::: EXTRAIT DU DOCUMENT

Alep était toujours meurtrie jeudi par d'intenses combats malgré une proposition de «pause humanitaire» russe jugée insuffisante par l'ONU, au moment où la Turquie proposait à Moscou de lutter ensemble contre les jihadistes en Syrie.

Outre des frappes contre les rebelles dans la ville d'Alep (nord), l'aviation russe, alliée du président Bachar al-Assad, a également bombardé durement jeudi Raqa, capitale de facto du groupe Etat islamique (EI) en Syrie, tuant 30 personnes dont 24 civils, selon l'Observatoire syrien des droits de l'Homme (OSDH).

À Alep, deuxième ville de Syrie devenue enjeu crucial d'une guerre qui a fait plus de 290 000 morts depuis 2011, Moscou a affirmé avoir décidé de suspendre chaque jour ses frappes durant trois heures, de 10 h à 13 h locales ouvrant une «fenêtre» pour l'entrée d'aide humanitaire.

Environ 1,5 million de personnes vivent dans l'angoisse d'un siège dans cette ville divisée, 250 000 dans la partie contrôlée par les rebelles à l'est et environ 1,2 million à l'ouest dans les quartiers tenus par le pouvoir syrien.

Mais selon le correspondant de l'AFP à Alep, aucun ravitaillement n'est arrivé dans la cité jeudi, les combats se concentrant sur le sud de la ville, sur la route que les rebelles avaient ouverte samedi pour briser le siège de leurs quartiers.

La Russie est prête à discuter d'un allongement de la «pause humanitaire» de trois heures qu'elle a proposée, a annoncé jeudi l'émissaire de l'ONU pour la Syrie Staffan de Mistura.

::::::
::: INFORMATIONS FOURNIES

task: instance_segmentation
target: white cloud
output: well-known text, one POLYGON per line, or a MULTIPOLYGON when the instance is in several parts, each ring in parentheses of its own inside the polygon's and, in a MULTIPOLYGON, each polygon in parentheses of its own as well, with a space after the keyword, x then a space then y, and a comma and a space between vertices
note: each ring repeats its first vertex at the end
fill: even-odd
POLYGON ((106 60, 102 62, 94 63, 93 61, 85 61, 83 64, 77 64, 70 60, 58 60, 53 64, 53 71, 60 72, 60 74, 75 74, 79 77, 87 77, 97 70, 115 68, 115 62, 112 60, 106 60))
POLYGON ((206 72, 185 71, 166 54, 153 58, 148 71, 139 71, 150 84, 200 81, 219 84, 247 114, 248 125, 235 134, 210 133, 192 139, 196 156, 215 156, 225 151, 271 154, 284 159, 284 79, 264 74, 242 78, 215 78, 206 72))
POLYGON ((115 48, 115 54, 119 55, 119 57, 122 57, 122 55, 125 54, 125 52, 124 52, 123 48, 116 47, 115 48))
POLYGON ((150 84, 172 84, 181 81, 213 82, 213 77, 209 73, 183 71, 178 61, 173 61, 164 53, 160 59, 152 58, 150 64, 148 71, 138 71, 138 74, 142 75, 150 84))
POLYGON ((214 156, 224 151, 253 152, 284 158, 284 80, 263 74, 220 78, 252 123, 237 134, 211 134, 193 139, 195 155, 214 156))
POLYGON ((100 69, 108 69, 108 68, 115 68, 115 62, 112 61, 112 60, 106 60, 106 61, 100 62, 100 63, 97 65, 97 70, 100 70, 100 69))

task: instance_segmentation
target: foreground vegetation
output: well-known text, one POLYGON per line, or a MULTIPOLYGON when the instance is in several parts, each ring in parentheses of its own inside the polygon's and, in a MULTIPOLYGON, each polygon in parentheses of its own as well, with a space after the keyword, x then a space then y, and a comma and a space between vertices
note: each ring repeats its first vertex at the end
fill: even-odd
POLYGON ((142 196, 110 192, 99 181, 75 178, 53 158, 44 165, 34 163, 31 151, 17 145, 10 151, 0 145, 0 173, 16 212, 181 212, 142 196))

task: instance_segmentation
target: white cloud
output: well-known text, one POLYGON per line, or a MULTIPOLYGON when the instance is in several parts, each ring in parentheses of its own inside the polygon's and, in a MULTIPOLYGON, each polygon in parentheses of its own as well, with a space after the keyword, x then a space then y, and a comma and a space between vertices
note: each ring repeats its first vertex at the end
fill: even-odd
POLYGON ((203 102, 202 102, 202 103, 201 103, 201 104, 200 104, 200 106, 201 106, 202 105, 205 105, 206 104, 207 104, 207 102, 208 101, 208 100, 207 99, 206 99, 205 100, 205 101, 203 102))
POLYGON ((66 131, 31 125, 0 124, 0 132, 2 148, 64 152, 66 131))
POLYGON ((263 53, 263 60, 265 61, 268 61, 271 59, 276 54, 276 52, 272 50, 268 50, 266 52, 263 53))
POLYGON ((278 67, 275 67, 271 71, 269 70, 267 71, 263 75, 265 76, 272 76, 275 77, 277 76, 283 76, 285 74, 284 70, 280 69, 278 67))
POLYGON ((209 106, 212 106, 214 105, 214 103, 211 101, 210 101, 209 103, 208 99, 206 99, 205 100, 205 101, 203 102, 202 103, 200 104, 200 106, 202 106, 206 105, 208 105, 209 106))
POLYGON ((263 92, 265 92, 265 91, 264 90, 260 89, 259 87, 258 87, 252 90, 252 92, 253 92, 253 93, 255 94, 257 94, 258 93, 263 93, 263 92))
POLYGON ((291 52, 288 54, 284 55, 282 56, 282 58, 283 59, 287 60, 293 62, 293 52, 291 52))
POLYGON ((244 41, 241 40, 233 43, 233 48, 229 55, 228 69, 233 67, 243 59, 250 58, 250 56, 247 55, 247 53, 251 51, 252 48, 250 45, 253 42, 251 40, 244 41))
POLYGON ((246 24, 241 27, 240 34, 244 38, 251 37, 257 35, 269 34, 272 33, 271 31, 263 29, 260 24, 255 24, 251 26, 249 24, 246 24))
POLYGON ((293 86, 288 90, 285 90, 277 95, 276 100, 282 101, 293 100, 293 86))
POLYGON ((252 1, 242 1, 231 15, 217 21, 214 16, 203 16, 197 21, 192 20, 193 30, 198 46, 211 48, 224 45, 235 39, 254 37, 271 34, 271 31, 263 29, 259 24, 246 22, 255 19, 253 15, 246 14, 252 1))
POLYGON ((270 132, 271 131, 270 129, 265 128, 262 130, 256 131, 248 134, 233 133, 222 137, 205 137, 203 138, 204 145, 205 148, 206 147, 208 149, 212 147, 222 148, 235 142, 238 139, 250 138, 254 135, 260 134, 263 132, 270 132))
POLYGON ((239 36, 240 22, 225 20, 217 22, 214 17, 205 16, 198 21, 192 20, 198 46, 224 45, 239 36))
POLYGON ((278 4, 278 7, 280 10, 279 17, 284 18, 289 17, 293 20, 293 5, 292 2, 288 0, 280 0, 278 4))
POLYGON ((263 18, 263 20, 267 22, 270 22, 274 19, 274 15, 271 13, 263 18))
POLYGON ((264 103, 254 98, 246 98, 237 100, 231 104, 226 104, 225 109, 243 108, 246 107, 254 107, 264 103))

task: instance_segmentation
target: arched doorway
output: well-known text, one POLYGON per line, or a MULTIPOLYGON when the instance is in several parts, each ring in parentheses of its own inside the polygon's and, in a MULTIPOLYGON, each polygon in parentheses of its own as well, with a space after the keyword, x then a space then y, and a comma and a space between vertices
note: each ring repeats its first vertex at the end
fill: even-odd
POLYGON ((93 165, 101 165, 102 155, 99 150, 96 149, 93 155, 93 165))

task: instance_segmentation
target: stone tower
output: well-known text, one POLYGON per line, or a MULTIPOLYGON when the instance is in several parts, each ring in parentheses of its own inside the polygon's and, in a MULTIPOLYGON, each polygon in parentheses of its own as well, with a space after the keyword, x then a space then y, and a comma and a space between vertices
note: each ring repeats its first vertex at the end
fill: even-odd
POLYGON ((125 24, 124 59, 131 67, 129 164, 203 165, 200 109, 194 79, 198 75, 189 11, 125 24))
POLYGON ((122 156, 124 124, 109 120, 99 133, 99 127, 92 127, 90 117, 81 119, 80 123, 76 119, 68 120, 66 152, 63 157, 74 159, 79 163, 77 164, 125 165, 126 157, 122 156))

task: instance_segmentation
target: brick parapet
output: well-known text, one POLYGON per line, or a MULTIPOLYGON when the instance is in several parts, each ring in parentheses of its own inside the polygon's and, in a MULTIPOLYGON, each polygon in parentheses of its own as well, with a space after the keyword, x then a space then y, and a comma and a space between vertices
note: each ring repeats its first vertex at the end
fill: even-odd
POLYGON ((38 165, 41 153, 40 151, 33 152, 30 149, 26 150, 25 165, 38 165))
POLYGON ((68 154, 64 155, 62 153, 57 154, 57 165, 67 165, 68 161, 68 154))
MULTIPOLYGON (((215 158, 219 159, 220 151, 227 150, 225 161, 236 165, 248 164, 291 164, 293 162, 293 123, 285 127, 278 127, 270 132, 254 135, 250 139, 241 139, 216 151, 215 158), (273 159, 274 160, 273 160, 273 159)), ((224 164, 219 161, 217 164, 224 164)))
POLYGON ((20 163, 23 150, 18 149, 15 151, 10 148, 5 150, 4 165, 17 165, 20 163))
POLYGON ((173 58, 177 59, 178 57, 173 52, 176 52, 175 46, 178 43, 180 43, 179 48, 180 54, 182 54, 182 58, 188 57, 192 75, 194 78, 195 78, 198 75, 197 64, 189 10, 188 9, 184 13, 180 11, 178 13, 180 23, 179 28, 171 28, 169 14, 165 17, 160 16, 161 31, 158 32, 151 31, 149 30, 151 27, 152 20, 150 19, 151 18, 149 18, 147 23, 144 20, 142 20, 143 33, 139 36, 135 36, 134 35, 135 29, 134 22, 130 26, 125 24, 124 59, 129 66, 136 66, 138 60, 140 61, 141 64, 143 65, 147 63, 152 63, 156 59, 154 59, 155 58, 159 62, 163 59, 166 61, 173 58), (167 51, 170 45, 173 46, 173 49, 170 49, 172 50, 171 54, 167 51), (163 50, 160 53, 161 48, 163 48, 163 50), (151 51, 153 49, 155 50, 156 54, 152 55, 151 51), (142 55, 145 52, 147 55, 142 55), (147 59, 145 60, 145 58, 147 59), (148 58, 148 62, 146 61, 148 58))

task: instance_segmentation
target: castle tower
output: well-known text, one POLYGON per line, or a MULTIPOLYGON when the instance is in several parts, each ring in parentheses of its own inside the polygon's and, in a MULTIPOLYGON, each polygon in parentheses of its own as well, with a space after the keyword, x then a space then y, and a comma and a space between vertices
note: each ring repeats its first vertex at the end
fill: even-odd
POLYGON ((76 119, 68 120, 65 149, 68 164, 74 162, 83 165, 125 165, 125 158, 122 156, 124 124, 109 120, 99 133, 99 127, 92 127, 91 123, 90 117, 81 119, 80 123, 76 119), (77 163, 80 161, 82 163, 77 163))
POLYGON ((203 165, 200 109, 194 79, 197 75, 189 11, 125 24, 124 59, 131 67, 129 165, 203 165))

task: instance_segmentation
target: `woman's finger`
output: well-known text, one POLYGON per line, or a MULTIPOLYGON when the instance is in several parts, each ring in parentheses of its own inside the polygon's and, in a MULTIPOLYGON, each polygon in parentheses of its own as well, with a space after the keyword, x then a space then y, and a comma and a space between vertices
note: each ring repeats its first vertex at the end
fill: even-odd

::::::

• TÂCHES À RÉALISER:
a) Pouvez-vous recopier à l'identique le passage de l'article sur Alep qui commence par "À Alep, deuxième" et se poursuit jusqu'à "l'entrée d'aide humanitaire." ?
b) Pouvez-vous rédiger la suite de l'article sur les combats à Alep, à partir de sa dernière phrase ?
Le matériel fourni ne joue ici aucun rôle.

• RÉPONSES ATTENDUES:
a)
À Alep, deuxième ville de Syrie devenue enjeu crucial d'une guerre qui a fait plus de 290 000 morts depuis 2011, Moscou a affirmé avoir décidé de suspendre chaque jour ses frappes durant trois heures, de 10 h à 13 h locales ouvrant une «fenêtre» pour l'entrée d'aide humanitaire.

b)
Il a jugé que cette proposition «unilatérale» de Moscou était insuffisante pour acheminer l'aide nécessaire aux habitants et réclamé de nouveau une trêve de 48 heures.

Selon l'agence de presse syrienne Sana, quatre civils ont été tués jeudi par des tirs de roquette rebelles sur des quartiers pro-régime.

Si les habitants continuent de souffrir de coupures d'électricité, «l'eau, qui était coupée depuis six jours est revenue jeudi dans certains quartiers est et ouest (rebelles et gouvernementaux) grâce à l'arrivée de diesel acheminé par le Croissant-rouge à la station de pompage de Sleimane al-Halabi, dans un quartier rebelle, selon le correspondant de l'AFP.

Quinze des 35 médecins encore présents dans la partie rebelle de cette ville, ont de leur côté décrit dans une lettre adressée au président américain Barack Obama leur impuissance face à la mort et à «l'agonie des enfants».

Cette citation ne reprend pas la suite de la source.